### TASK DIRECTIONS
Reproduce the stretch of lines from the one containing "Shelf-audit tool: tag the bear's head" through the last line, changing "planogram checker" to "shelf validator" and keeping everything else the same. Leave the pictures out.

### DATA EXCERPTS
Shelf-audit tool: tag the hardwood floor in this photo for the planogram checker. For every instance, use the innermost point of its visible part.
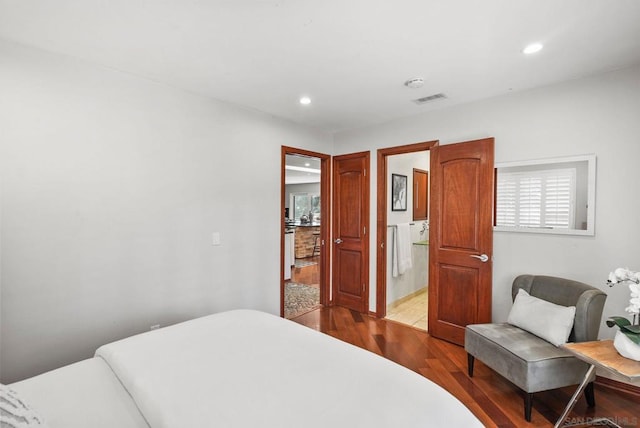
(494, 400)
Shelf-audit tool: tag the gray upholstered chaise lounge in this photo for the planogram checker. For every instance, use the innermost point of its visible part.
(528, 361)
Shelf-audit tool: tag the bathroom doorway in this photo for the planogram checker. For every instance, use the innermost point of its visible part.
(403, 234)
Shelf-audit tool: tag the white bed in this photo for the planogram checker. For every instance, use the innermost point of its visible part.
(239, 369)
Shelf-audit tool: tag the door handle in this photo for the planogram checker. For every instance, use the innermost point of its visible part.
(483, 257)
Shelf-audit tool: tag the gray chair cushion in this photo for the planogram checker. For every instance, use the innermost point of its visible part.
(531, 363)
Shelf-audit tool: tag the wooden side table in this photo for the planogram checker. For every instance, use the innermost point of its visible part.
(600, 354)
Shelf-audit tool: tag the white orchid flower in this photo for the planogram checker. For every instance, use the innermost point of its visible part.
(633, 309)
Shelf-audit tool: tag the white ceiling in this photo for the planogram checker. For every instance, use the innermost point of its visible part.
(350, 56)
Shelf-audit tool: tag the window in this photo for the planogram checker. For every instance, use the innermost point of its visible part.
(304, 203)
(537, 199)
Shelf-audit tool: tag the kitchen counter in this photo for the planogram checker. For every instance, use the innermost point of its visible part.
(298, 224)
(305, 239)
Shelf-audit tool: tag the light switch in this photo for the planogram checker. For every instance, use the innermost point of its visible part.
(215, 238)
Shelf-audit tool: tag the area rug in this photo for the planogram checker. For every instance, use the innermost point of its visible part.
(299, 298)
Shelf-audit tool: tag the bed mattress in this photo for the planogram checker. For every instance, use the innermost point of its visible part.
(239, 369)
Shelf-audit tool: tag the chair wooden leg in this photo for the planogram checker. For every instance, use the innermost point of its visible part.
(590, 395)
(528, 403)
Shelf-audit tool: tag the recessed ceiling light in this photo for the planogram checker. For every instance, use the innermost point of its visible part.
(532, 48)
(416, 82)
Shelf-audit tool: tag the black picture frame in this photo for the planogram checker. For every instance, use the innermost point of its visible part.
(398, 192)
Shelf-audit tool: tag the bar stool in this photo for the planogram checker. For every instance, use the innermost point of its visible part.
(316, 244)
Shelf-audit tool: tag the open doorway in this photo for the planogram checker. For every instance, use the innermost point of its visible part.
(305, 201)
(403, 234)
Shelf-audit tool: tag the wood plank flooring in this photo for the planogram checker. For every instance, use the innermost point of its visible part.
(494, 400)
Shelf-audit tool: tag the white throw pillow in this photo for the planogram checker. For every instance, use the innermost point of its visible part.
(15, 413)
(546, 320)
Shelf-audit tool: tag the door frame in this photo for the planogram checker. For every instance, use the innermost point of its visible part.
(381, 227)
(325, 216)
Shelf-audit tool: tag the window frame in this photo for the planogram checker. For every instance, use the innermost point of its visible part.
(586, 187)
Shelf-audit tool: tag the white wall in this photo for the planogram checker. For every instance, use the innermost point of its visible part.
(597, 114)
(111, 188)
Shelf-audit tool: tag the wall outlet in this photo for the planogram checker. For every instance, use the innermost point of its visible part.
(215, 238)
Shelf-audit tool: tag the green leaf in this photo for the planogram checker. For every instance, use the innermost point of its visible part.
(633, 328)
(619, 321)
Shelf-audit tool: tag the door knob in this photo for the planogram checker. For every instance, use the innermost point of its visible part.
(483, 257)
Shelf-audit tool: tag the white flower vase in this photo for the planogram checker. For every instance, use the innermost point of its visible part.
(626, 347)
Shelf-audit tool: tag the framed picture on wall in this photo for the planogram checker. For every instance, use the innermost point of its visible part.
(398, 192)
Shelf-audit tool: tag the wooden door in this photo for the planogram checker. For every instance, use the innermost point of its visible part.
(350, 235)
(460, 237)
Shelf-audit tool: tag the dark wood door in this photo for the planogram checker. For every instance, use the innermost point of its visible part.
(350, 235)
(460, 237)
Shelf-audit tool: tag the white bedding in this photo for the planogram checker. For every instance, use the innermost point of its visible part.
(250, 369)
(82, 395)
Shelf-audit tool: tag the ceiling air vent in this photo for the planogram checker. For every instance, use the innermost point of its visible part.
(430, 98)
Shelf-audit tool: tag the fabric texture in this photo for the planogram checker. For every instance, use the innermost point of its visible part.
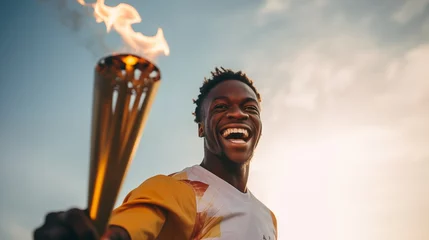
(193, 204)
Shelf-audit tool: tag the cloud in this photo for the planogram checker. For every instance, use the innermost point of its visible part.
(410, 10)
(274, 6)
(344, 146)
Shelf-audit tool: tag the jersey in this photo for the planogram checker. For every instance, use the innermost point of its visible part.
(193, 204)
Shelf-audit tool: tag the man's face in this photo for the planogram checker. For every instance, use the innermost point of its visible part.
(231, 121)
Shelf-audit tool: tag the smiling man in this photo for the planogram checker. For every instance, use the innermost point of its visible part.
(206, 201)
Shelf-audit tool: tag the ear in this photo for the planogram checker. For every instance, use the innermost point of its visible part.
(200, 130)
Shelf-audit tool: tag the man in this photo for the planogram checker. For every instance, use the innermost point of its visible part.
(206, 201)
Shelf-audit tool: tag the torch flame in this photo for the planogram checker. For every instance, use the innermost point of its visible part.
(120, 18)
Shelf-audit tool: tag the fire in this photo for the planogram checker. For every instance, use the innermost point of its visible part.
(120, 18)
(130, 60)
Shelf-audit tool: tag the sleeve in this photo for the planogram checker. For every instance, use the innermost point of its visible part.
(146, 209)
(273, 217)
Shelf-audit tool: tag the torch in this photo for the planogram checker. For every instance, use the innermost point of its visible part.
(125, 86)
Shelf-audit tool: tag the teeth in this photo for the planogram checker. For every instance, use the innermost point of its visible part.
(235, 130)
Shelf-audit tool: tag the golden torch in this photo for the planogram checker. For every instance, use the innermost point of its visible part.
(124, 89)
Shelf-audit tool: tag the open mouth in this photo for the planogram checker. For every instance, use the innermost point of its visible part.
(236, 135)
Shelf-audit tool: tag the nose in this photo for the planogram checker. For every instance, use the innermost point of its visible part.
(236, 113)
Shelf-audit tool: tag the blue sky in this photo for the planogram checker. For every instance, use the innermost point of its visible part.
(345, 106)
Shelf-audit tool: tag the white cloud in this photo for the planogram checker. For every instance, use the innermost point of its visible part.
(273, 6)
(344, 150)
(409, 10)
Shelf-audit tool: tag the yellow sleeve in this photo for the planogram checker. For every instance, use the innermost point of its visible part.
(273, 217)
(158, 204)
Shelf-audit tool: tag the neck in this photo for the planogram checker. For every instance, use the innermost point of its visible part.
(233, 173)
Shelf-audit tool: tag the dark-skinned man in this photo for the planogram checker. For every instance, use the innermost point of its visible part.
(206, 201)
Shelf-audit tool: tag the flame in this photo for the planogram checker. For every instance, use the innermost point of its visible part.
(120, 18)
(130, 60)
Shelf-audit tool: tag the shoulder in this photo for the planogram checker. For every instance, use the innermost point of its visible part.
(266, 209)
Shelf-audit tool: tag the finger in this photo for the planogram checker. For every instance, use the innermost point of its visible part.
(80, 224)
(53, 218)
(57, 232)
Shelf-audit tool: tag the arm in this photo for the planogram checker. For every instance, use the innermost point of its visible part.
(145, 210)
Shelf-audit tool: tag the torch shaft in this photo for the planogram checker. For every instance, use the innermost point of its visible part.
(116, 129)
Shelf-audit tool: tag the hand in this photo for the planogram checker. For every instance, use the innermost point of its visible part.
(73, 224)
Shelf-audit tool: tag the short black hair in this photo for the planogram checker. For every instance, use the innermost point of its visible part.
(219, 75)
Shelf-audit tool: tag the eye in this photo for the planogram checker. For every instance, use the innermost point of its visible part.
(220, 106)
(251, 108)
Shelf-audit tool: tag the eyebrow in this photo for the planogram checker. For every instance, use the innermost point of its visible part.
(248, 99)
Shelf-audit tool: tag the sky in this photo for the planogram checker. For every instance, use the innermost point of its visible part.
(345, 86)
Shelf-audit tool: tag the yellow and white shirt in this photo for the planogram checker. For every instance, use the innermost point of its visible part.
(193, 204)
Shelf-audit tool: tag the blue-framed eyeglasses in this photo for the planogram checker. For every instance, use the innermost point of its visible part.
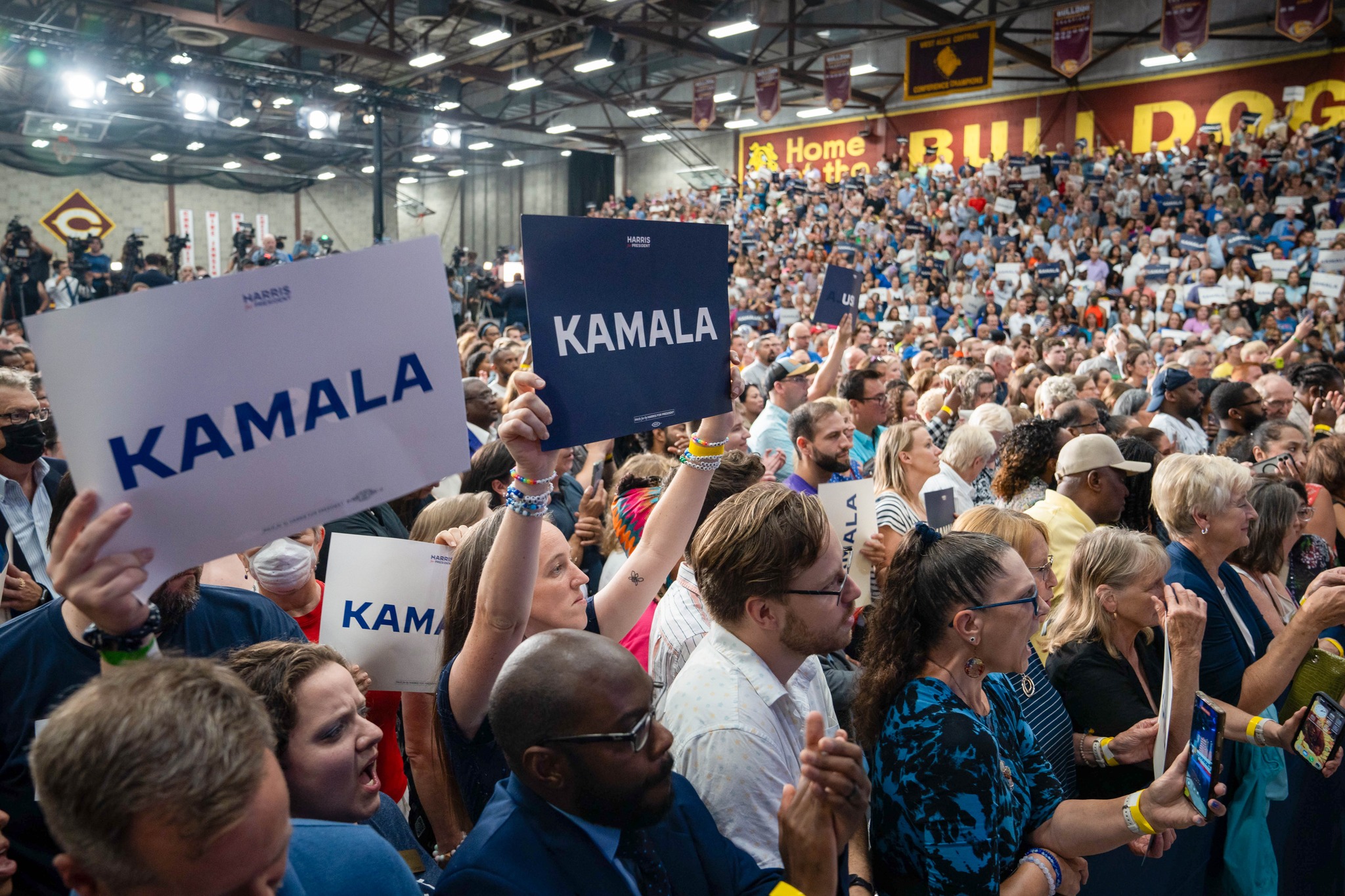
(1030, 598)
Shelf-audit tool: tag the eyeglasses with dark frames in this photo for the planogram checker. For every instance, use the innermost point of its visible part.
(636, 736)
(1032, 598)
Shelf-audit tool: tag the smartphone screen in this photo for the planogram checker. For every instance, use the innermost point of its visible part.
(1323, 725)
(1200, 770)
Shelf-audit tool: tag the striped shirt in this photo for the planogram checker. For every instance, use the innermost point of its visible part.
(29, 522)
(680, 622)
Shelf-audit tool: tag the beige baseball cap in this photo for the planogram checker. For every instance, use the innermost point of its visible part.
(1094, 452)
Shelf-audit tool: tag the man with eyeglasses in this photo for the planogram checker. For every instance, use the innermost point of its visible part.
(594, 803)
(29, 485)
(868, 396)
(774, 581)
(1239, 410)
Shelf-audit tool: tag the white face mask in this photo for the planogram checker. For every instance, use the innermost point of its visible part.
(283, 566)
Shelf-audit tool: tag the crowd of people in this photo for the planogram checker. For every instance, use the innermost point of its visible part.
(657, 673)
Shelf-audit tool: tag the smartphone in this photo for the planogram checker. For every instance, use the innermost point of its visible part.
(1320, 734)
(1270, 467)
(1207, 743)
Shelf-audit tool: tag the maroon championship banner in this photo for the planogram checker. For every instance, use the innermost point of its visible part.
(835, 78)
(948, 62)
(703, 102)
(1185, 26)
(1071, 38)
(1301, 19)
(768, 93)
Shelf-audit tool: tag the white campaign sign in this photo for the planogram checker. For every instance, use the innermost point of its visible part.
(854, 517)
(384, 608)
(237, 410)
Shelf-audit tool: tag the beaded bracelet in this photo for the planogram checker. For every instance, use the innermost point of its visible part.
(527, 481)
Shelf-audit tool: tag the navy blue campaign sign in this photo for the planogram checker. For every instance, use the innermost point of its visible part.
(630, 323)
(839, 291)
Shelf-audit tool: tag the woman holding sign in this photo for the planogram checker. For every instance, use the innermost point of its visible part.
(513, 578)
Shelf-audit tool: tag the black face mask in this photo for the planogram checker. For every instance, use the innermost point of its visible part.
(23, 444)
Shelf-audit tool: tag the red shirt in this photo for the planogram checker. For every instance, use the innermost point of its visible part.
(382, 712)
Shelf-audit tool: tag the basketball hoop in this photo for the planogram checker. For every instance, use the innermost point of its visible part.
(64, 150)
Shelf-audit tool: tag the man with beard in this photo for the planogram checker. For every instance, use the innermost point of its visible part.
(772, 578)
(1176, 395)
(822, 440)
(594, 805)
(1239, 410)
(45, 654)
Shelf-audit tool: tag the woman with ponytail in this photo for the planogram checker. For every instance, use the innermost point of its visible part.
(963, 800)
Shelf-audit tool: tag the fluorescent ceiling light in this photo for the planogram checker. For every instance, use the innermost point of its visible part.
(738, 27)
(1152, 62)
(487, 38)
(594, 65)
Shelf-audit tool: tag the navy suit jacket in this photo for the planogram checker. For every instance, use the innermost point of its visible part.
(523, 847)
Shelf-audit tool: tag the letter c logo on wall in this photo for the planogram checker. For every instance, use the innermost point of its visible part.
(77, 218)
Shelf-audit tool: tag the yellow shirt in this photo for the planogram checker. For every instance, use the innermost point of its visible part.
(1066, 524)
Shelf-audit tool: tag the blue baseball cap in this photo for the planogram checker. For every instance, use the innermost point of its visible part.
(1166, 382)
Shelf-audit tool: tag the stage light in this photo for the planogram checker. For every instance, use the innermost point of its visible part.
(738, 27)
(487, 38)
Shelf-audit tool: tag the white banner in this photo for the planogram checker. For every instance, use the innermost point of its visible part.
(853, 515)
(187, 258)
(290, 417)
(1325, 284)
(382, 608)
(214, 263)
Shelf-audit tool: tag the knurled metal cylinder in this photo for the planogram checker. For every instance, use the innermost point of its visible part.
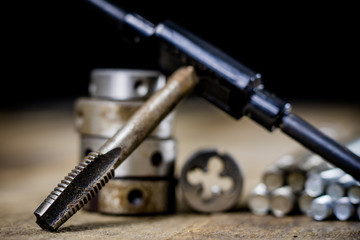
(259, 200)
(102, 118)
(153, 158)
(135, 196)
(282, 201)
(144, 184)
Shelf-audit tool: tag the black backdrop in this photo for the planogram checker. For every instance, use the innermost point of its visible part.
(304, 52)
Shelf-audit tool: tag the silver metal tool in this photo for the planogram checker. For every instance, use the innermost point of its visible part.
(282, 201)
(354, 193)
(153, 158)
(144, 184)
(125, 84)
(259, 200)
(136, 196)
(316, 183)
(296, 180)
(343, 209)
(304, 203)
(211, 182)
(273, 177)
(97, 168)
(322, 208)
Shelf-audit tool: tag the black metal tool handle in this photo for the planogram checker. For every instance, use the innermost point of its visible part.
(230, 85)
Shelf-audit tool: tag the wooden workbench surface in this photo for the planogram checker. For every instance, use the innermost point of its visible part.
(39, 147)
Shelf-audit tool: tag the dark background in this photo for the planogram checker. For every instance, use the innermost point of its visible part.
(304, 52)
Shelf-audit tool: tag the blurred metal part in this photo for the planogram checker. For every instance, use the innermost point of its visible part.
(304, 203)
(296, 180)
(259, 200)
(153, 158)
(315, 164)
(343, 209)
(125, 84)
(282, 201)
(135, 196)
(220, 200)
(103, 118)
(316, 183)
(335, 191)
(354, 193)
(273, 177)
(322, 208)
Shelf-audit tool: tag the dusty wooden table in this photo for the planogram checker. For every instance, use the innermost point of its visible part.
(39, 147)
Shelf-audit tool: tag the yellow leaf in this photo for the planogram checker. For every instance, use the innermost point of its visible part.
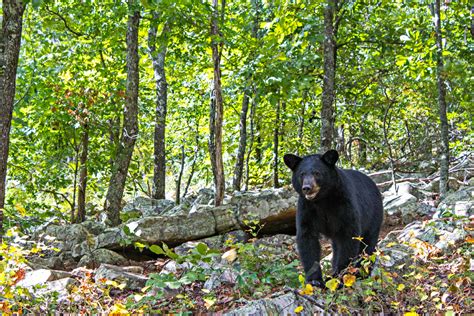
(230, 255)
(307, 290)
(299, 309)
(332, 284)
(209, 302)
(348, 279)
(137, 297)
(118, 309)
(20, 209)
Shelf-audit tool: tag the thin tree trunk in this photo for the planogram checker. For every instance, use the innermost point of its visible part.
(180, 176)
(444, 152)
(130, 122)
(239, 163)
(158, 60)
(81, 197)
(276, 134)
(302, 120)
(362, 147)
(340, 142)
(253, 108)
(328, 95)
(76, 175)
(10, 40)
(215, 143)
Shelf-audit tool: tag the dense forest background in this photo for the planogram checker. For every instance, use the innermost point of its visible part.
(159, 98)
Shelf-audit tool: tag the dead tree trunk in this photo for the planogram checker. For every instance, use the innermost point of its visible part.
(440, 78)
(129, 134)
(180, 176)
(10, 40)
(239, 163)
(328, 95)
(81, 196)
(276, 136)
(158, 60)
(217, 108)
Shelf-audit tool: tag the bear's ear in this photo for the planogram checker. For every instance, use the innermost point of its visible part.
(330, 157)
(292, 161)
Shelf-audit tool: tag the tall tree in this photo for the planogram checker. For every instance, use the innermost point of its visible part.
(158, 60)
(239, 162)
(129, 133)
(81, 196)
(328, 95)
(440, 78)
(217, 106)
(10, 40)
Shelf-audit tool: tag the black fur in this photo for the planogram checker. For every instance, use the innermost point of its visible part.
(341, 204)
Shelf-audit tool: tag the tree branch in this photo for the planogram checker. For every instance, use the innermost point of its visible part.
(66, 25)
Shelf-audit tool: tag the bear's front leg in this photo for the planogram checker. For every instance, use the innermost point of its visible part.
(307, 241)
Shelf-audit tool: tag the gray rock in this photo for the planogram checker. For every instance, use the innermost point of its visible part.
(133, 281)
(99, 256)
(459, 203)
(94, 227)
(273, 208)
(441, 234)
(68, 236)
(45, 263)
(60, 286)
(403, 205)
(280, 304)
(144, 207)
(41, 276)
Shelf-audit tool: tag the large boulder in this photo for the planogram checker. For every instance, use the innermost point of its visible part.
(279, 304)
(145, 207)
(132, 280)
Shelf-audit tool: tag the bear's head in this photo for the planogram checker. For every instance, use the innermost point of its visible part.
(313, 175)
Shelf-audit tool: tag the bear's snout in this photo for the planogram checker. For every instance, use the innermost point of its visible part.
(309, 188)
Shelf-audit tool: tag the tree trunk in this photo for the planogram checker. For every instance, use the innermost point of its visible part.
(253, 108)
(217, 116)
(328, 95)
(10, 40)
(444, 152)
(362, 147)
(130, 123)
(302, 120)
(81, 197)
(276, 134)
(180, 176)
(239, 163)
(158, 60)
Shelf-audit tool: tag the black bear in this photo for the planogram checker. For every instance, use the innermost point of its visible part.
(340, 204)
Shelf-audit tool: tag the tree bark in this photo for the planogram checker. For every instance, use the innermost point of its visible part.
(180, 176)
(81, 197)
(444, 152)
(158, 60)
(217, 115)
(10, 41)
(328, 95)
(239, 163)
(130, 122)
(276, 134)
(253, 109)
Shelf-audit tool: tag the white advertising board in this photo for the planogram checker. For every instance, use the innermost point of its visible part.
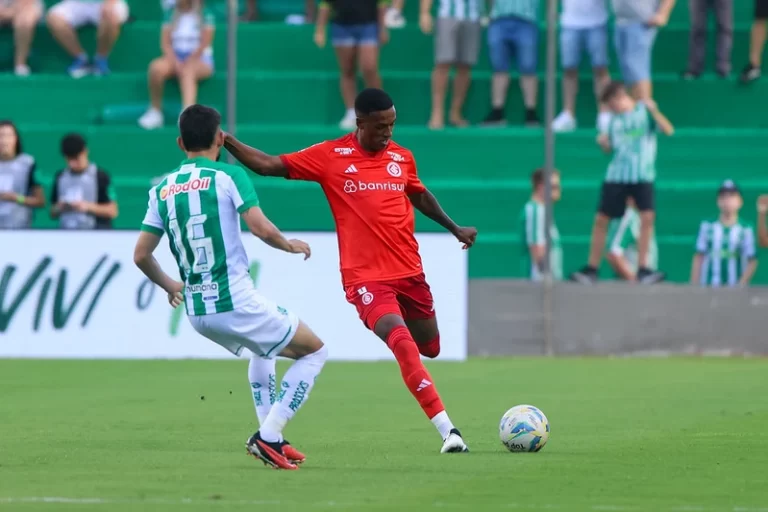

### SOLUTION FOR THIS PROBLEM
Shelf-audit tool: tag the bear's head in this photo for the shelf validator. For every instance, use the innermost point of its visible part.
(313, 175)
Shelf-audit tool: tag the bear's snout in this photo for the shelf validator. For every instance, use the innermost point of its visible part.
(309, 188)
Shelf-audit tool: tag the tree trunk in this photo for the shelf validator. For every instance, use the innermost point of its visible part.
(253, 108)
(217, 116)
(328, 95)
(10, 40)
(444, 152)
(362, 147)
(130, 123)
(302, 120)
(81, 197)
(276, 134)
(180, 176)
(239, 163)
(158, 60)
Shelf-audit tool: tag the black bear in this photo for the shelf validator. For every instance, use the innermost point of its visible part.
(340, 204)
Shelf-audit tool: tag the tree bark in this photo for the shelf validator. For every instance, use the innermost point of its visible part.
(180, 176)
(81, 197)
(444, 152)
(158, 60)
(217, 115)
(10, 41)
(328, 95)
(239, 163)
(130, 122)
(276, 134)
(253, 109)
Shelf-audit tool: tag the white advertising board in this photo for the shelf validator. For every instance, use the innermost point of its visible part.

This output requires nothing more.